PASSAGE:
# Tandoori Pulled Pork!!??



## smokin monkey (Dec 18, 2014)

*Tandoori Pulled Pork*

Might get banned from this site for this one?!

Local Butcher gave me this Small Pork Shoulder in thanks for supplying him with one of our Portable Coldstores to store Turkeys for Christmas.













image.jpg



__ smokin monkey
__ Dec 18, 2014






Made up a Tandoori Paste

Ingredients
1 teaspoon salt
1 teaspoon cayenne
1 teaspoon coriander, ground
1 teaspoon chili powder
1 teaspoon garlic powder
1 teaspoon dry mustard
1 teaspoon ginger
1 teaspoon turmeric
1 teaspoon fennel
1 teaspoon cumin
1 teaspoon paprika
1/2 cup yogurt
2 tablespoons lime juice
Directions
Mix together salt, cayenne, coriander, chili powder, garlic powder, dry mustard, ginger, turmeric, fennel, cumin, and paprika in a food processor.
Add lime juice and yogurt when ready to make a paste; store in refrigerator.
You can use it as a rub or marinade.

Covered Pork Shoulder with it,













image.jpg



__ smokin monkey
__ Dec 18, 2014






In the fridge ready to smoke on Saturday.

Smokin Monkey [emoji]133660013031[/emoji]

Back to The Smokin Monkey Cook Book http://www.smokingmeatforums.com/t/253497/the-smokin-monkey-cook-book


----------



## themule69 (Dec 18, 2014)

Sounds tasty!

Happy smoken.

David


----------



## smokin monkey (Dec 18, 2014)

themule69 said:


> Sounds tasty!
> Happy smoken.
> David



Hi David, sounds tasty, will have to see how it turns out? May be going straight into a curry if it fails!

Why do I do this to myself? I have a Tandoori Oven, so why use a smoker?

Smokin Monkey [emoji]133660013031[/emoji]


----------



## azbohunter (Dec 18, 2014)

I'll be watching!


----------



## retfr8flyr (Dec 18, 2014)

Looks interesting, I'll be watching also.


----------



## smokin monkey (Dec 18, 2014)

WHAT THIS EXERCISE ASKS:
1. In the tandoori pulled pork thread, how much yogurt goes into the tandoori paste?
2. Carry on the tandoori pulled pork thread from its last line.

LISTING:
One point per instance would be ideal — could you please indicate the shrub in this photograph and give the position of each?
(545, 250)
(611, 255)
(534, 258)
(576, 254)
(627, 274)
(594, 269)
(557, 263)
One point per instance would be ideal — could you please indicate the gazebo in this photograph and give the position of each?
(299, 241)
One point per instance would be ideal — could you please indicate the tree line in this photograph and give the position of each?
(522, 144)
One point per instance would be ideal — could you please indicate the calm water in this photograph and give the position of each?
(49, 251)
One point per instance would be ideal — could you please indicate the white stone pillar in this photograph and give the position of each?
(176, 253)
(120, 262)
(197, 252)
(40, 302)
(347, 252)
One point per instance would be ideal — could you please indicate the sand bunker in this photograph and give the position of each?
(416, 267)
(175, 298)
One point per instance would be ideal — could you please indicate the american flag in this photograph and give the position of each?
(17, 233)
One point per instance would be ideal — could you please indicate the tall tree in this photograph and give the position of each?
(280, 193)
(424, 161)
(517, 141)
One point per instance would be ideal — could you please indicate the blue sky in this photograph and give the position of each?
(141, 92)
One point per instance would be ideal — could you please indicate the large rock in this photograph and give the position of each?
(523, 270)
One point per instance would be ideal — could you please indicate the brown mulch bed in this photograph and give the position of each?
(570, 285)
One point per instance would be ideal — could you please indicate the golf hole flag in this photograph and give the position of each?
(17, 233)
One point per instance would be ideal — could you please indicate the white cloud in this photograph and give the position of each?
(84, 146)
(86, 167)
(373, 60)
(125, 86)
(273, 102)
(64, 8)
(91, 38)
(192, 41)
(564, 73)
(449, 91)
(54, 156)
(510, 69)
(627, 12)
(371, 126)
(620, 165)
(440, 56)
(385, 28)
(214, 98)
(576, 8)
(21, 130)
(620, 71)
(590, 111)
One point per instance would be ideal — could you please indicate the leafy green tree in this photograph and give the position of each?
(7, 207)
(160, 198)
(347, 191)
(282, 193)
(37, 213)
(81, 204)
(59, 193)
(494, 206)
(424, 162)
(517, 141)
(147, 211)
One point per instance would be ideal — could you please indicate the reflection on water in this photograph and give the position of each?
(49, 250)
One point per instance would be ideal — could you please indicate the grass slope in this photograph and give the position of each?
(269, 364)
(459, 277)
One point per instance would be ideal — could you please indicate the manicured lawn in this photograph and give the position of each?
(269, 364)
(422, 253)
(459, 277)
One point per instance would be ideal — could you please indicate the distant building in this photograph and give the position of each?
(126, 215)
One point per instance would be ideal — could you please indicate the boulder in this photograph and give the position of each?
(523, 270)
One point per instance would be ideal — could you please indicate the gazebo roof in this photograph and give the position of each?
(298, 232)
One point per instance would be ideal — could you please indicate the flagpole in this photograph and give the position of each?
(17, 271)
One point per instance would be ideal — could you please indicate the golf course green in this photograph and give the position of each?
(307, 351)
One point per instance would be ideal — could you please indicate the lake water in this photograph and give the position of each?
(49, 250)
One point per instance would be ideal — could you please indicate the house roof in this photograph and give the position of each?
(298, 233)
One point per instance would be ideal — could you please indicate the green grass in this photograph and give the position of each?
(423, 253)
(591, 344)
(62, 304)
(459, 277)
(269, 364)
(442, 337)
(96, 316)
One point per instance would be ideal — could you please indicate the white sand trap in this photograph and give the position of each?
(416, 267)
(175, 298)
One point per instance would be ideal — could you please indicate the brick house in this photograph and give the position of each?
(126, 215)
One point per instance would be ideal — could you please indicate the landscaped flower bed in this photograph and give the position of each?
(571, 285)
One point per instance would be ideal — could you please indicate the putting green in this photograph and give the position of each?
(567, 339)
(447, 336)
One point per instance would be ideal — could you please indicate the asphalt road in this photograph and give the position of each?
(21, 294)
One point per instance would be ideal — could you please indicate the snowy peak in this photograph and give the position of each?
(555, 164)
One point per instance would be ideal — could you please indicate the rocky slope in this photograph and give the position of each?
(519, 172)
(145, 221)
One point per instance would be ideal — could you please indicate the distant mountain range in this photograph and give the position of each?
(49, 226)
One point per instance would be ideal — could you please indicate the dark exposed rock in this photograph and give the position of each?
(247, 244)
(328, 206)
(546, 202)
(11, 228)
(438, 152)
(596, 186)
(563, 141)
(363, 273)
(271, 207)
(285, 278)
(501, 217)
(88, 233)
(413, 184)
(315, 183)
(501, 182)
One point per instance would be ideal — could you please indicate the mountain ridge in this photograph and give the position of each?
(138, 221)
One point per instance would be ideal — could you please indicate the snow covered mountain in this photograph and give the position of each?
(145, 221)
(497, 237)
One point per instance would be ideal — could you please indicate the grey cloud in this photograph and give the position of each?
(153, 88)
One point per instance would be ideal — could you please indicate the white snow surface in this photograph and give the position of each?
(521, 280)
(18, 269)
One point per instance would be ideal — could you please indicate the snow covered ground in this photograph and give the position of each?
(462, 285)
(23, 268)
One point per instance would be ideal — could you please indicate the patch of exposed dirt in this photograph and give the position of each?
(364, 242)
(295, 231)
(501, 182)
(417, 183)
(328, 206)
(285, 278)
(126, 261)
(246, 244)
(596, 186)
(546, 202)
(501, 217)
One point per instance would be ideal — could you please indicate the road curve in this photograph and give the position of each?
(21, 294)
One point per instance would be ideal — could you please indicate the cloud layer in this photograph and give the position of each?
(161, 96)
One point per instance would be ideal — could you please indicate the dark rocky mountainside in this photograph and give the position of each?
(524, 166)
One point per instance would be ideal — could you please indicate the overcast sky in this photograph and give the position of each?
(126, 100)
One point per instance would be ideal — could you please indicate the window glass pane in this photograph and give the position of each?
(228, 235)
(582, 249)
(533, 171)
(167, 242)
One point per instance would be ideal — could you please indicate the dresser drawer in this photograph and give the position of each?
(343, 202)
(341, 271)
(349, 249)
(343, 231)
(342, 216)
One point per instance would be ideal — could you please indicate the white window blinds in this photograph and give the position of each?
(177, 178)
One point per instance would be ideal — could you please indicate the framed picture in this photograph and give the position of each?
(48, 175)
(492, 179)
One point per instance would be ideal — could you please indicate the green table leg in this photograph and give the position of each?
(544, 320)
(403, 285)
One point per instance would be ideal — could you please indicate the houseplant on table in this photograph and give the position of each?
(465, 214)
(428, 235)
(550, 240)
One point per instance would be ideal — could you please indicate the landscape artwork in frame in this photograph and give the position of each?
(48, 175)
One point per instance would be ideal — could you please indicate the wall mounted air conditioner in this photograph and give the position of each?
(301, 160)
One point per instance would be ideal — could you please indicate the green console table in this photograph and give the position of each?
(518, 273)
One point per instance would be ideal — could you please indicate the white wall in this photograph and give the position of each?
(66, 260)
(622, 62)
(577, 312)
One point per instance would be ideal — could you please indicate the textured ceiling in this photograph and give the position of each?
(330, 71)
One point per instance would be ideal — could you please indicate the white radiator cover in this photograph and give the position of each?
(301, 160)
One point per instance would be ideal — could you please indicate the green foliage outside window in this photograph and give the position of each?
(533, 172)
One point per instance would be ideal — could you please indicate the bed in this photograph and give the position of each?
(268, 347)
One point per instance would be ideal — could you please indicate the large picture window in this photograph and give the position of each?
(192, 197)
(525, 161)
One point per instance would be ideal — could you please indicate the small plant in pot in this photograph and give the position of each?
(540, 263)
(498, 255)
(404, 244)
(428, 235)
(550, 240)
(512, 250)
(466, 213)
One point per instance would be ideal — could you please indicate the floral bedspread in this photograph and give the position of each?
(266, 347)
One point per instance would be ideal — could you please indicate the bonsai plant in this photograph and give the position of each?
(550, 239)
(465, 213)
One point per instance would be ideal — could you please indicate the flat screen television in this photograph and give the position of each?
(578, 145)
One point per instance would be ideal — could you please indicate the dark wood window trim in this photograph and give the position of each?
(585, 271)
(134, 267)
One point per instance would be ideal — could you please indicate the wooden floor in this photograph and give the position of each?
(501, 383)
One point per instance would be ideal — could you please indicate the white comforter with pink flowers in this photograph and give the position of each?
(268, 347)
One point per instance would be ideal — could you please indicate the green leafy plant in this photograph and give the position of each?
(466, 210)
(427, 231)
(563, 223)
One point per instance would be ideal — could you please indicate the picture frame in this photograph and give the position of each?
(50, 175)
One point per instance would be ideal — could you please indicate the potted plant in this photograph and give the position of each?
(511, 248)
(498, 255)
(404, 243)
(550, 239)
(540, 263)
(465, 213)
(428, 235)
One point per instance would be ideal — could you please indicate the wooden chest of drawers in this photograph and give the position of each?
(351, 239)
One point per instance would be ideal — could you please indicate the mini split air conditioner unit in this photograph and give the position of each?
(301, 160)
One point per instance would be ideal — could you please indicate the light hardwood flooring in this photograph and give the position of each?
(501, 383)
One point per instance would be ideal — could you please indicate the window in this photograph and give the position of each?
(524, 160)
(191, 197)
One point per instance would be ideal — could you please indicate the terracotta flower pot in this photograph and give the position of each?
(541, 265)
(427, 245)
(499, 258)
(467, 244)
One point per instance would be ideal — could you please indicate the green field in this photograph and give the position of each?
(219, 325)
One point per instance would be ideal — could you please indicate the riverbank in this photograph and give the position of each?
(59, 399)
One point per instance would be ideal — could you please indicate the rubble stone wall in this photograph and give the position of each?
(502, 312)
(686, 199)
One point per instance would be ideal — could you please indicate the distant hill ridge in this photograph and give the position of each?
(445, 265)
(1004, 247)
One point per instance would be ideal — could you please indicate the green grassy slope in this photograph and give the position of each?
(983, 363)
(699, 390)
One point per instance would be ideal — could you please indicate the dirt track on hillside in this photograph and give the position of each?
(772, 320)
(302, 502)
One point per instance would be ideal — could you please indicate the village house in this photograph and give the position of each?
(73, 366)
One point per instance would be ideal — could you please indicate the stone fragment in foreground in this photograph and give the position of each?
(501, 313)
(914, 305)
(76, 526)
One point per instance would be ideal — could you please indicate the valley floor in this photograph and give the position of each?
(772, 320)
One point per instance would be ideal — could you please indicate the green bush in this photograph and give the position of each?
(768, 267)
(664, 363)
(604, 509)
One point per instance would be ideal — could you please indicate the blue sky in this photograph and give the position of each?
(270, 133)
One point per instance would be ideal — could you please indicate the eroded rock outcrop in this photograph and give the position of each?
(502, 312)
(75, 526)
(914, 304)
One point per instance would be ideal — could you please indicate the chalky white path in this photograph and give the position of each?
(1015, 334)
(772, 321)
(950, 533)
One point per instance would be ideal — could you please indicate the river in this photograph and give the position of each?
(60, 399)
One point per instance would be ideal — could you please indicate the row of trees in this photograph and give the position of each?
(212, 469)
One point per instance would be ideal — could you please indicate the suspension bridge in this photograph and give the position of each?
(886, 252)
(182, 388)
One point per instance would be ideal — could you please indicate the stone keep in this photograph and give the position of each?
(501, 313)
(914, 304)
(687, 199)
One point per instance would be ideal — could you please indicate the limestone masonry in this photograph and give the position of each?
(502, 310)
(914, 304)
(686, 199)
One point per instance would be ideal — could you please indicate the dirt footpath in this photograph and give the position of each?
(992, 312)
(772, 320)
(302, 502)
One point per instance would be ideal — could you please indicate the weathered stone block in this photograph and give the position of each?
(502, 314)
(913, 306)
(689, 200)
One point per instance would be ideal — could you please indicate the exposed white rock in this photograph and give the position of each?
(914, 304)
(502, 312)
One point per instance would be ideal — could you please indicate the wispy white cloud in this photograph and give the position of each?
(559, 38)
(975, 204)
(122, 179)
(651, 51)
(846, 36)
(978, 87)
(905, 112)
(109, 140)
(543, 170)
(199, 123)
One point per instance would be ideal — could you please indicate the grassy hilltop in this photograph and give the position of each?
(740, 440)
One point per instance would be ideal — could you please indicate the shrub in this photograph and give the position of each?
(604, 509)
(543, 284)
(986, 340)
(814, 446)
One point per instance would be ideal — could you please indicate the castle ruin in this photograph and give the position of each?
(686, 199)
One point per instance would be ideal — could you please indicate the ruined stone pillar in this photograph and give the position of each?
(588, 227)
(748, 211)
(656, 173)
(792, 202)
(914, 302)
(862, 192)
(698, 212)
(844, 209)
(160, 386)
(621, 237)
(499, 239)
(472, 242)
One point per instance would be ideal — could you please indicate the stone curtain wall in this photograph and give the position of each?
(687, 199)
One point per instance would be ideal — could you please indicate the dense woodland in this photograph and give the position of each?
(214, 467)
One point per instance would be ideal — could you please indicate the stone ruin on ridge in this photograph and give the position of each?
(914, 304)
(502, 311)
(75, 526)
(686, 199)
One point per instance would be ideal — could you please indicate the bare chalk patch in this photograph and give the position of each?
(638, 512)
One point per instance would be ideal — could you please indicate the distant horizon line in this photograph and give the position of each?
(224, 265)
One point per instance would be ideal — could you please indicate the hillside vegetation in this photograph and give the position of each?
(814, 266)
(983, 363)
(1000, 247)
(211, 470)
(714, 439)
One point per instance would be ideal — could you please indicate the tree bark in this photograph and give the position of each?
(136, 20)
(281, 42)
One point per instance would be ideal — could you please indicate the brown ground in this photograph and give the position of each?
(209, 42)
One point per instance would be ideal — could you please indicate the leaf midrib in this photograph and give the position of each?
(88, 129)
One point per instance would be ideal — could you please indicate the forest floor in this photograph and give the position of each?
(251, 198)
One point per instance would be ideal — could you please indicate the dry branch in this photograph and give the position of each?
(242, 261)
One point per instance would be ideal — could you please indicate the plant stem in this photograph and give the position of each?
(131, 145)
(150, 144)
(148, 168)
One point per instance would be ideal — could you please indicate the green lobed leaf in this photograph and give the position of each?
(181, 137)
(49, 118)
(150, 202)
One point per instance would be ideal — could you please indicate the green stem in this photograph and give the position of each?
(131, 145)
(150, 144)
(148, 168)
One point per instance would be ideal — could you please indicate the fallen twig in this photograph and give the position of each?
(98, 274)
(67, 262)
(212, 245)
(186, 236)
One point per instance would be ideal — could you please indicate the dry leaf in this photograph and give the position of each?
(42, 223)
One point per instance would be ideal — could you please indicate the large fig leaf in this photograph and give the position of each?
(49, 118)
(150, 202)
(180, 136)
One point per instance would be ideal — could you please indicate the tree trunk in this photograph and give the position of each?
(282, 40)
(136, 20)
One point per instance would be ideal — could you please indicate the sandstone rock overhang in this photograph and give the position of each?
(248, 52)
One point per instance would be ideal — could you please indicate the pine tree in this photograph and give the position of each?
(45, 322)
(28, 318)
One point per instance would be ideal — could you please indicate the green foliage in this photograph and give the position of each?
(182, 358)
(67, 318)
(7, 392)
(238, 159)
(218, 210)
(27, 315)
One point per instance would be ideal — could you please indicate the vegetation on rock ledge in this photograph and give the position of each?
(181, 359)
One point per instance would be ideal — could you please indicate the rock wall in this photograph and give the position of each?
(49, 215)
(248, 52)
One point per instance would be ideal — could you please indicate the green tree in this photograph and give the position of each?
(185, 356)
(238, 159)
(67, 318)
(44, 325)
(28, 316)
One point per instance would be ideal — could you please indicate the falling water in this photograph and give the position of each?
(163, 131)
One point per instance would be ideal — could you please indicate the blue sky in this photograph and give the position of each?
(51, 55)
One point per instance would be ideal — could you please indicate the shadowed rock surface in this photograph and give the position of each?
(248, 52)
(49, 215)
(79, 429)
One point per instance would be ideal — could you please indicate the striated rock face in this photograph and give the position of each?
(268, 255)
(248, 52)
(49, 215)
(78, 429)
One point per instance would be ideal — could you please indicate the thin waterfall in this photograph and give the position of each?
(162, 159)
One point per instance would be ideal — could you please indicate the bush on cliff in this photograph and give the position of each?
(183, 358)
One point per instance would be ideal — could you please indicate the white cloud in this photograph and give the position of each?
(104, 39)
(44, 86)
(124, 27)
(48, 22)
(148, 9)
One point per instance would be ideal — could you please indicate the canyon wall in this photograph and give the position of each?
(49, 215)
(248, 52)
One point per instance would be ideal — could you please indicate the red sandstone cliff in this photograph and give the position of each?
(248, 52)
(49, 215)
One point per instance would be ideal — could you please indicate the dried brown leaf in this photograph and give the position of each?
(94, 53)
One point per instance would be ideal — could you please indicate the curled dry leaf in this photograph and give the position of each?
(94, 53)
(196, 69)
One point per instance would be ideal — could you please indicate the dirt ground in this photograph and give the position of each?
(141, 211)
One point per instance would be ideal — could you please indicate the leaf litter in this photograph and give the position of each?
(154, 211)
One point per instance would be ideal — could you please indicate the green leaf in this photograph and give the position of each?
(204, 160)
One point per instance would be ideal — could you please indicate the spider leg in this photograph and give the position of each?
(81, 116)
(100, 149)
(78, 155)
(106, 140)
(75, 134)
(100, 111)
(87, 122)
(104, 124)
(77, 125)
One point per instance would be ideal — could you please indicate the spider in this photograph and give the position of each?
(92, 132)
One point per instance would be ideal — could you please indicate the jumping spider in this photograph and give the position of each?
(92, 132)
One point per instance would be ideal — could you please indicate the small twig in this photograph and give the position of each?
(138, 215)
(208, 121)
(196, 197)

ANSWER SET:
1. 1/2 cup

2.
azbohunter said:


> I'll be watching!





retfr8flyr said:


> Looks interesting, I'll be watching also.



Lots of eyes on me now! No pressure.


----------



## aceoky (Dec 18, 2014)

Another set of eyes on ya now !


----------



## cxg231 (Dec 19, 2014)

Very interested in this one!


----------



## smokin monkey (Dec 19, 2014)

Aceoky said:


> Another set of eyes on ya now !



:icon_eek:  [emoji]128064[/emoji] [emoji]128064[/emoji] [emoji]128064[/emoji] [emoji]128064[/emoji] [emoji]128064[/emoji] [emoji]128064[/emoji]


----------



## smokin monkey (Dec 19, 2014)

cxg231 said:


> Very interested in this one!



24 hours to go!


----------



## gary s (Dec 19, 2014)

Looks and sounds tasty

Gary


----------



## tucson bbq fan (Dec 19, 2014)

can't wait to see it.  Please include plenty of photos of your tandoori setup and process, and of course, the results.


----------



## smokin monkey (Dec 20, 2014)

Tandoori Pulled Pork in the smoker! (Problems starting the GMG again this morning!)

Temperature set @225'F (105'C)













image.jpg



__ smokin monkey
__ Dec 20, 2014






Also on the smoker is Traditional Pulled Pork & Spicy Mongolia Lamb.













image.jpg



__ smokin monkey
__ Dec 20, 2014






Smokin Monkey [emoji]133660013031[/emoji]


----------



## jarjarchef (Dec 20, 2014)

I am in........ flovors sound absolutely incredible. ...



:110:


----------



## beefy bill (Dec 20, 2014)

Yea, sounds like my kind of recipe! Can't wait to see the results!


----------



## bear55 (Dec 20, 2014)

Very interesting, looking forward to the results.


----------



## brooksy (Dec 20, 2014)

Hoping this turned out the way you want it to Monkey!! Sounds pretty darn good to me!


----------



## gary s (Dec 20, 2014)

Man, looks good 

Gary


----------



## smokin monkey (Dec 20, 2014)

4 1/2 hours in, IT 176'F (76'C).

Added a Cup of Lime Juice and foiled, put temperature up to 260'F (126'C)













image.jpg



__ smokin monkey
__ Dec 20, 2014







Smokin Monkey [emoji]133660013031[/emoji]

The Eyes Are Watching [emoji]128064[/emoji] [emoji]128064[/emoji] [emoji]128064[/emoji] [emoji]128064[/emoji] [emoji]128064[/emoji] [emoji]128064[/emoji] [emoji]128069[/emoji]


----------



## tucson bbq fan (Dec 20, 2014)

Mmmm, Mmmm, lookin good!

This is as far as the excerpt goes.